*Activity*
Recast every line of the rows below as a two-column Markdown table headed "No." and "Line," numbering the lines in order and skipping blank ones. Leave the pictures out.

·····

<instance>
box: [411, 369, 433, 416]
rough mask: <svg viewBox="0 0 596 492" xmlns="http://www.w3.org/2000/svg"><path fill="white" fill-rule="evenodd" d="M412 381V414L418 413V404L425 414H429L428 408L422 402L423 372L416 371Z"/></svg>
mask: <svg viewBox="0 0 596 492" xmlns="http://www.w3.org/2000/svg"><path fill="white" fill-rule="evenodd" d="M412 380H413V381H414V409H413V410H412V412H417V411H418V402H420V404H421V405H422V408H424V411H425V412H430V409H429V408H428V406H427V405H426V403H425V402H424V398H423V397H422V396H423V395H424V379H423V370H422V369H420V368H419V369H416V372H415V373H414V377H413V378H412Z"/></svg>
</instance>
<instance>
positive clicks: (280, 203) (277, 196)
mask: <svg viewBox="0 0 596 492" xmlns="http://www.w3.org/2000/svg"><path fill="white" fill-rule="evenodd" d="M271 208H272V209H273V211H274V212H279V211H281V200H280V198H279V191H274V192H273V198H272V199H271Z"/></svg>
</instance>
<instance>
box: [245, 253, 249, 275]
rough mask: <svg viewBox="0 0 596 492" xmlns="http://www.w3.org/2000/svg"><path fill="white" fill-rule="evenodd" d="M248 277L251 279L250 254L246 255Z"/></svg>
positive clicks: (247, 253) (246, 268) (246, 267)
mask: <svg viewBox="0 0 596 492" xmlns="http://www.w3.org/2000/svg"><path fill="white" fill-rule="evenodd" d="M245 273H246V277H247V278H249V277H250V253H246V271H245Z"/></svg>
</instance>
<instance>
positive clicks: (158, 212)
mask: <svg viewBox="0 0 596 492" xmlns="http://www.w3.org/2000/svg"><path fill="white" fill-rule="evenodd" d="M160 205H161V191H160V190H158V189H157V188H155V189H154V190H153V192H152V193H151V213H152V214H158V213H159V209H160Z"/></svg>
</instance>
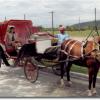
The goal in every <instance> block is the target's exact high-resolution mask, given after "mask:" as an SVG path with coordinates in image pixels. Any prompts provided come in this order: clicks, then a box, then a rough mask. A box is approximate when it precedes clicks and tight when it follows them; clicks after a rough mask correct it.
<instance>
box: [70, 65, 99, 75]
mask: <svg viewBox="0 0 100 100" xmlns="http://www.w3.org/2000/svg"><path fill="white" fill-rule="evenodd" d="M71 71H72V72H77V73H82V74H88V69H87V68H86V67H82V66H77V65H74V64H73V66H72V68H71ZM98 76H100V71H99V73H98Z"/></svg>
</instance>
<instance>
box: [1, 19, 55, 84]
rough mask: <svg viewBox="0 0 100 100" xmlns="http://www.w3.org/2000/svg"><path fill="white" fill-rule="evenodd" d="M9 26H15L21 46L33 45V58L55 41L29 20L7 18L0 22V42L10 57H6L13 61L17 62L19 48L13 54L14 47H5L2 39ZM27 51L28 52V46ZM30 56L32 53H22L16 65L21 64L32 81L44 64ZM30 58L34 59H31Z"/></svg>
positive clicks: (29, 48) (49, 45) (51, 37)
mask: <svg viewBox="0 0 100 100" xmlns="http://www.w3.org/2000/svg"><path fill="white" fill-rule="evenodd" d="M10 26H14V27H15V32H16V33H15V34H17V36H18V41H20V43H21V46H23V45H24V44H26V45H27V44H29V45H30V46H31V45H35V48H32V54H33V56H34V54H35V50H36V53H37V55H36V56H35V58H38V55H39V56H40V55H41V56H42V55H43V53H44V52H45V50H46V49H47V48H50V47H51V46H52V45H55V44H56V41H55V40H54V39H53V37H52V36H50V35H48V33H46V32H39V30H38V28H37V27H35V26H33V25H32V22H31V21H30V20H9V21H5V22H3V23H0V43H1V45H2V46H3V47H5V50H6V52H7V54H9V55H10V58H8V59H11V60H13V61H14V62H17V61H16V58H17V56H19V55H18V52H19V50H18V52H17V54H13V53H12V52H13V51H14V49H13V48H7V47H6V43H5V41H4V39H5V35H6V33H7V31H8V29H9V27H10ZM18 49H19V48H18ZM27 52H29V53H30V48H29V49H28V51H27ZM31 56H32V55H29V54H28V56H27V57H26V56H25V55H23V58H22V57H21V58H22V59H21V60H20V61H18V63H19V64H18V66H23V67H24V72H25V76H26V78H27V79H28V80H30V81H31V82H34V81H36V79H37V76H38V67H43V66H44V65H43V64H39V62H37V61H36V60H35V58H34V57H33V56H32V57H31ZM31 58H32V60H34V61H31ZM11 60H10V61H11ZM14 65H16V64H14ZM37 66H38V67H37ZM14 67H15V66H14Z"/></svg>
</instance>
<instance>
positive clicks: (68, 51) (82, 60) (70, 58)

·····

*Output*
| No. | Line |
|---|---|
| 1 | <instance> |
| 2 | box: [411, 369, 433, 416] |
| 3 | rough mask: <svg viewBox="0 0 596 492" xmlns="http://www.w3.org/2000/svg"><path fill="white" fill-rule="evenodd" d="M412 381V414L418 413V404L425 414H429L428 408L422 402L423 372L416 371Z"/></svg> |
| 4 | mask: <svg viewBox="0 0 596 492" xmlns="http://www.w3.org/2000/svg"><path fill="white" fill-rule="evenodd" d="M412 380H413V381H414V409H413V410H412V412H417V411H418V402H420V404H421V405H422V408H424V411H425V412H430V409H429V408H428V406H427V405H426V403H425V402H424V398H423V397H422V396H423V395H424V379H423V370H422V369H420V368H419V369H416V372H415V373H414V377H413V378H412Z"/></svg> |
| 5 | </instance> |
| 6 | <instance> |
| 7 | positive clicks: (280, 203) (277, 196) |
| 8 | mask: <svg viewBox="0 0 596 492" xmlns="http://www.w3.org/2000/svg"><path fill="white" fill-rule="evenodd" d="M271 208H272V209H273V211H274V212H279V211H281V200H280V198H279V191H274V192H273V198H272V199H271Z"/></svg> |
| 9 | </instance> |
| 10 | <instance> |
| 11 | box: [245, 253, 249, 275] |
| 12 | rough mask: <svg viewBox="0 0 596 492" xmlns="http://www.w3.org/2000/svg"><path fill="white" fill-rule="evenodd" d="M248 277L251 279L250 254L246 255Z"/></svg> |
| 13 | positive clicks: (247, 253) (246, 268) (246, 267) |
| 14 | mask: <svg viewBox="0 0 596 492" xmlns="http://www.w3.org/2000/svg"><path fill="white" fill-rule="evenodd" d="M245 273H246V277H247V278H249V277H250V253H246V271H245Z"/></svg> |
| 15 | </instance> |
| 16 | <instance> |
| 17 | positive clicks: (158, 212) |
| 18 | mask: <svg viewBox="0 0 596 492" xmlns="http://www.w3.org/2000/svg"><path fill="white" fill-rule="evenodd" d="M160 205H161V191H160V190H158V189H157V188H155V189H154V190H153V192H152V193H151V213H152V214H158V213H159V209H160Z"/></svg> |
| 19 | </instance> |
| 20 | The goal in every <instance> block is the target's exact high-resolution mask, given after "mask:" as an SVG path with coordinates in image pixels. Any prompts provided come in this order: clicks, then a box, then a rough mask. A box is approximate when it precedes clicks and tight when it follows them; clicks after a rough mask correct it. |
| 21 | <instance> |
| 22 | box: [70, 65, 99, 75] |
| 23 | mask: <svg viewBox="0 0 100 100" xmlns="http://www.w3.org/2000/svg"><path fill="white" fill-rule="evenodd" d="M71 71H72V72H77V73H82V74H88V69H87V68H86V67H82V66H77V65H74V64H73V66H72V68H71ZM98 76H100V71H99V73H98Z"/></svg> |
| 24 | </instance> |
| 25 | <instance> |
| 26 | box: [1, 19, 55, 84] |
| 27 | rough mask: <svg viewBox="0 0 100 100" xmlns="http://www.w3.org/2000/svg"><path fill="white" fill-rule="evenodd" d="M9 26H15L21 46L33 45V58L55 41L29 20L7 18L0 22V42L10 57H6L13 61L17 62L19 48L13 54L14 47H5L2 39ZM27 51L28 52V46ZM30 56L32 53H22L16 65L21 64L32 81L44 64ZM30 58L34 59H31Z"/></svg> |
| 28 | positive clicks: (29, 48) (49, 45) (51, 37) |
| 29 | mask: <svg viewBox="0 0 100 100" xmlns="http://www.w3.org/2000/svg"><path fill="white" fill-rule="evenodd" d="M10 26H14V27H15V32H16V33H15V34H17V36H18V41H20V43H21V46H23V45H24V44H26V45H27V44H29V45H30V46H31V45H35V48H32V54H33V56H34V54H35V50H36V53H37V55H36V56H35V58H38V55H39V56H40V55H41V56H42V55H43V53H44V52H45V50H46V49H47V48H50V47H51V46H52V45H55V44H56V41H55V40H54V39H53V37H52V36H50V35H48V33H46V32H39V30H38V28H37V27H35V26H33V25H32V22H31V21H30V20H9V21H5V22H3V23H0V43H1V45H2V46H3V47H5V50H6V52H7V54H9V55H10V58H8V59H11V60H13V61H14V62H17V61H16V58H17V56H19V55H18V52H19V50H18V52H17V54H13V53H12V52H13V51H14V49H13V48H7V47H6V43H5V41H4V39H5V35H6V33H7V31H8V29H9V27H10ZM18 49H19V48H18ZM27 52H29V53H30V48H29V49H28V51H27ZM31 56H32V55H29V54H28V56H27V57H26V56H25V55H23V58H22V57H21V58H22V59H21V60H20V61H18V63H19V64H18V66H23V67H24V72H25V76H26V78H27V79H28V80H30V81H31V82H34V81H36V79H37V76H38V67H43V66H44V65H43V64H39V62H37V61H36V60H35V58H34V57H33V56H32V57H31ZM31 58H32V60H34V61H31ZM11 60H10V61H11ZM14 65H16V64H14ZM37 66H38V67H37ZM14 67H15V66H14Z"/></svg> |
| 30 | </instance> |
| 31 | <instance> |
| 32 | positive clicks: (68, 51) (82, 60) (70, 58) |